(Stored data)
+ + + + +

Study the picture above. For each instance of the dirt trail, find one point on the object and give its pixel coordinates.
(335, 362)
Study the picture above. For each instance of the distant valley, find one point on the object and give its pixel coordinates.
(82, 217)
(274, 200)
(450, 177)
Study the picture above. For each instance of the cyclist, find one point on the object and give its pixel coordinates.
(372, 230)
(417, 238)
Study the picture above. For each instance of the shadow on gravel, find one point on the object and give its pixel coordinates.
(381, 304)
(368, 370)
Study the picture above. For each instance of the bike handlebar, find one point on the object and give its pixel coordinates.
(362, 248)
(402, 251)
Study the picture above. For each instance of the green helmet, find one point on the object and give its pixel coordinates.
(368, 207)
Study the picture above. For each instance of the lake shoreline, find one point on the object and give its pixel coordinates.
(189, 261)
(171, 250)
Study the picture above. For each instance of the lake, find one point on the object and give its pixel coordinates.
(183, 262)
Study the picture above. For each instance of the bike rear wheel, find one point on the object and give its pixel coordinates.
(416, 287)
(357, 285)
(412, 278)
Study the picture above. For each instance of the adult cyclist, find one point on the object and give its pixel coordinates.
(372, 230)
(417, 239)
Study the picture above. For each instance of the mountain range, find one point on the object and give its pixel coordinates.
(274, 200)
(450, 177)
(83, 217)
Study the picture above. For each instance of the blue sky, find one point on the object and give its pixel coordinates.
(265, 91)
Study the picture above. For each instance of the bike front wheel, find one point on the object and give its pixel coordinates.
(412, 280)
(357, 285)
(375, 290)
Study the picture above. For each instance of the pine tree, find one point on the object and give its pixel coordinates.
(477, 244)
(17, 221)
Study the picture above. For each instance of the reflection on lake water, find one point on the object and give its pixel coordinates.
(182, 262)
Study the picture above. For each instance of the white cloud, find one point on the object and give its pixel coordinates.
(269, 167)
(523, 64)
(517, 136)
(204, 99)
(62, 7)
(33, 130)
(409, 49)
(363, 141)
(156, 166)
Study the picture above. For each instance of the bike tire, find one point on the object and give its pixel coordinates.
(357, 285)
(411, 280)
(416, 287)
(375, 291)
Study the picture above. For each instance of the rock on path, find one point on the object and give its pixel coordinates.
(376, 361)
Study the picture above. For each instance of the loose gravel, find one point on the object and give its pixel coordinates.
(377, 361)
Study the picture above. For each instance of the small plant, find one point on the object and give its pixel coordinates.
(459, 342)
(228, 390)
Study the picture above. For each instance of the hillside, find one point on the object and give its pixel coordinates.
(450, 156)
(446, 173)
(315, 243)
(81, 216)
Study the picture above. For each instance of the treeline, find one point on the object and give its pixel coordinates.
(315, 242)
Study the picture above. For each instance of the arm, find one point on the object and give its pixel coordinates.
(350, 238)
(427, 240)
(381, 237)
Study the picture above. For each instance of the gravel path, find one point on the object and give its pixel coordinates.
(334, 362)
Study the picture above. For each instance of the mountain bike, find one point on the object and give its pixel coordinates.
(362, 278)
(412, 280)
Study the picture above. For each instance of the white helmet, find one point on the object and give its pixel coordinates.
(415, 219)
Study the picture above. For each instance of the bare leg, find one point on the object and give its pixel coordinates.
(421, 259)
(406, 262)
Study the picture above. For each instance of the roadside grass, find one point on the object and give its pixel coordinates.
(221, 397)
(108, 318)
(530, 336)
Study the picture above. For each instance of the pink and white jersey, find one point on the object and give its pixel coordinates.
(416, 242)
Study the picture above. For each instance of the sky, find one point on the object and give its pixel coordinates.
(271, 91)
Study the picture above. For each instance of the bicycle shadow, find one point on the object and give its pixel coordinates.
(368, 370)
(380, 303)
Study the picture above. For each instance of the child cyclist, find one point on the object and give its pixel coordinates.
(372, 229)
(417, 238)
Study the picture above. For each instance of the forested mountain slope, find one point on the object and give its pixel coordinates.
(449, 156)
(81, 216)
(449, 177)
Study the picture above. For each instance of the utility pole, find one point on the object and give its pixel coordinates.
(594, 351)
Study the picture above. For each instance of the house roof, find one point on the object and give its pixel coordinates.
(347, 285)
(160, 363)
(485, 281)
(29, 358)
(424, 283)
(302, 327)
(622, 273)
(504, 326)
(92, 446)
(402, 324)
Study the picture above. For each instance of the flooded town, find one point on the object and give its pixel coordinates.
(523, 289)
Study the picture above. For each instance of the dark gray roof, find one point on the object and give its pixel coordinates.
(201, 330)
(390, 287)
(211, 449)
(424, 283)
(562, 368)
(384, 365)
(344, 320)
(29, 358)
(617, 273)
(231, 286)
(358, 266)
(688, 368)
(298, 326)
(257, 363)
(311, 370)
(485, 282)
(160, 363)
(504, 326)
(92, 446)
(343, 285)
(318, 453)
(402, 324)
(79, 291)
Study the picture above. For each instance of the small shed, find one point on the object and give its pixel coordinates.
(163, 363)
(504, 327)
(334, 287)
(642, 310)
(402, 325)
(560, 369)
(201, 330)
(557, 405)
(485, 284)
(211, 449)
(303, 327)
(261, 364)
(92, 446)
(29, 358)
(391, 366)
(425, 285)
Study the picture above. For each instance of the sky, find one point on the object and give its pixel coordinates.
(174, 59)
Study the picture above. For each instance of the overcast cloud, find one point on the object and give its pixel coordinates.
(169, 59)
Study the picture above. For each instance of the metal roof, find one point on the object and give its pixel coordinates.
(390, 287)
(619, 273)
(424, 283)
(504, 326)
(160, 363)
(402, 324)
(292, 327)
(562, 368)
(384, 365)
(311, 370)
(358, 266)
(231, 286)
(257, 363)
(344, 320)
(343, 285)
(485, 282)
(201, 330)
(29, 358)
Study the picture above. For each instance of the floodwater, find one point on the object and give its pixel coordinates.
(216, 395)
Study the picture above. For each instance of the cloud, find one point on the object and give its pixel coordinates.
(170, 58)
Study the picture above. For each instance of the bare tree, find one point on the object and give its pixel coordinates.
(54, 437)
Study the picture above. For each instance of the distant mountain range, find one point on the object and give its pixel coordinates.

+ + + + +

From the first line to the last, transcribe the data exactly.

■ Response area
Study the picture above. For each instance of the dirt trail, find one point on the object and give its pixel coordinates.
(335, 362)
Study the picture above. For each instance of the distant valley, find one point on the object and give its pixel coordinates.
(82, 217)
(274, 200)
(450, 177)
Study the picture above. For each instance of the cyclist, find one point on the object and give its pixel coordinates.
(372, 230)
(417, 238)
Study the picture above. For each instance of the shadow on gravel, find one point on the object and give its pixel coordinates.
(381, 304)
(368, 370)
Study the picture above. For each instance of the bike handlebar, find one point on the object and give its pixel coordinates.
(362, 248)
(402, 251)
Study the picture above. For each instance of the green helmet, find one point on the object and give its pixel coordinates.
(368, 207)
Study the picture above. For each instance of the lake shoreline, find one point on the object and give its pixel coordinates.
(189, 261)
(171, 250)
Study the picture above. For each instance of the lake, find one point on the object and give its pixel coordinates.
(183, 262)
Study the picture above. For each instance of the bike rear wheel, find one point on the object and give its pixel coordinates.
(416, 287)
(357, 285)
(412, 278)
Study the picture above. For each instance of the adult cyclist, find one point on the object and give its pixel coordinates.
(372, 230)
(417, 239)
Study the picture above. For each instance of the mountain range, find one point on the object and give its pixel coordinates.
(274, 200)
(450, 177)
(83, 217)
Study the picture above. For each instance of the blue sky, find one point on the object and give its pixel coordinates.
(265, 91)
Study the picture above. For each instance of the bike front wheel, find one point on the object and give its pixel coordinates.
(412, 280)
(357, 285)
(375, 290)
Study the picture above. For each instance of the pine tree, find one point on the object and give its pixel coordinates.
(477, 244)
(17, 221)
Study the picture above. For each instance of the reflection on lake water, find one point on the object and give its pixel coordinates.
(182, 262)
Study the picture above. For each instance of the white cloud, find one point on the object and give its pixel coordinates.
(269, 167)
(523, 64)
(517, 136)
(204, 99)
(62, 7)
(33, 130)
(409, 49)
(363, 141)
(156, 166)
Study the picture above. For each instance of the bike tire, find one point on the object and give its pixel coordinates.
(357, 285)
(411, 280)
(416, 287)
(375, 291)
Study the picture above. For each instance of the rock on path, find one point on the object and give its pixel coordinates.
(376, 361)
Study the picture above. For each instance of the loose gravel, find one point on the object and give its pixel coordinates.
(377, 361)
Study the picture above. For each instance of the small plant, find one point on the object and give its pixel coordinates.
(459, 342)
(228, 390)
Study the picture above. For each instance of the hillside, find one point on the object and give its pixel coordinates.
(450, 156)
(446, 173)
(315, 243)
(81, 216)
Study the picture above. For each instance of the treeline, find one point on the object and give its pixel coordinates.
(315, 242)
Study the picture above. For each instance of the arm, find one point on the object and give its pixel coordinates.
(350, 238)
(427, 240)
(381, 237)
Study the picture above. For each instance of the gravel path, find one point on the object and give its pixel coordinates.
(334, 362)
Study the picture above. For each instance of the mountain bike, find one point on the object and give its pixel coordinates.
(362, 278)
(412, 280)
Study the picture above. For each instance of the white helmet, find one point on the object and give its pixel coordinates.
(415, 219)
Study the picture above. For each instance of the bare leg, find one point on the object and give its pixel coordinates.
(421, 259)
(406, 262)
Study the picture above. For each instance of the roadside grass, find one point on the object and give its pixel coordinates.
(221, 397)
(108, 318)
(530, 336)
Study the picture above. For each instance of the pink and white jersey, find one point on the object and give its pixel coordinates.
(416, 242)
Study the picture above. For each instance of the sky, find one point on the object and give its pixel coordinates.
(271, 91)
Study the picture above. For each instance of the bicycle shadow, find one point on the object and give its pixel coordinates.
(368, 370)
(380, 303)
Study the picture above. For each instance of the child cyclist, find one point on the object and give its pixel coordinates.
(372, 229)
(417, 238)
Study the picture above. For each instance of the forested mountain slope, find one point on the object and give its pixel coordinates.
(449, 156)
(81, 216)
(449, 177)
Study the picture above. For each instance of the utility pole, find one point on the object and give its pixel coordinates.
(594, 351)
Study the picture above. For each instance of the house roof, find one point on the object and give its pixel coordinates.
(347, 285)
(160, 363)
(485, 281)
(29, 358)
(424, 283)
(302, 327)
(622, 273)
(504, 326)
(92, 446)
(402, 324)
Study the picture above. For each instance of the flooded town, find one point on the object and give its pixel coordinates.
(523, 289)
Study the picture above. For each instance of the dark gray roof, find one point on the object and give its pixel coordinates.
(201, 330)
(390, 287)
(211, 449)
(424, 283)
(562, 368)
(384, 365)
(344, 320)
(29, 358)
(617, 273)
(231, 286)
(358, 266)
(688, 368)
(298, 326)
(257, 363)
(311, 370)
(485, 282)
(160, 363)
(504, 326)
(92, 446)
(343, 285)
(318, 453)
(402, 324)
(79, 291)
Study the picture above. For each instance of the small shed, find one point on the object and give its pixel coordinates.
(163, 363)
(504, 327)
(334, 287)
(642, 310)
(402, 325)
(560, 369)
(201, 330)
(557, 405)
(485, 284)
(211, 449)
(303, 327)
(261, 364)
(92, 446)
(29, 358)
(391, 366)
(425, 285)
Study the picture above. For each instance of the sky, find one point on the object and give its pixel coordinates.
(174, 59)
Study the picture above. For each instance of the overcast cloud, find one point on the object and give its pixel coordinates.
(169, 59)
Study the picture above. For each instance of the metal roof, find one point on the object and give its pixel coordinates.
(390, 287)
(619, 273)
(424, 283)
(504, 326)
(160, 363)
(402, 324)
(292, 327)
(562, 368)
(384, 365)
(311, 370)
(358, 266)
(231, 286)
(257, 363)
(344, 320)
(343, 285)
(485, 282)
(201, 330)
(29, 358)
Study the picture above. For each instance of the floodwater, find one point on the object and give its pixel coordinates.
(216, 395)
Study the picture above. For each instance of the cloud, find one point on the object and give its pixel coordinates.
(170, 58)
Study the picture above. For each instance of the bare tree, find one point on the object and give its pixel coordinates.
(54, 437)
Study the picture above. For each instance of the distant mountain range, find one point on the object and give its pixel coordinates.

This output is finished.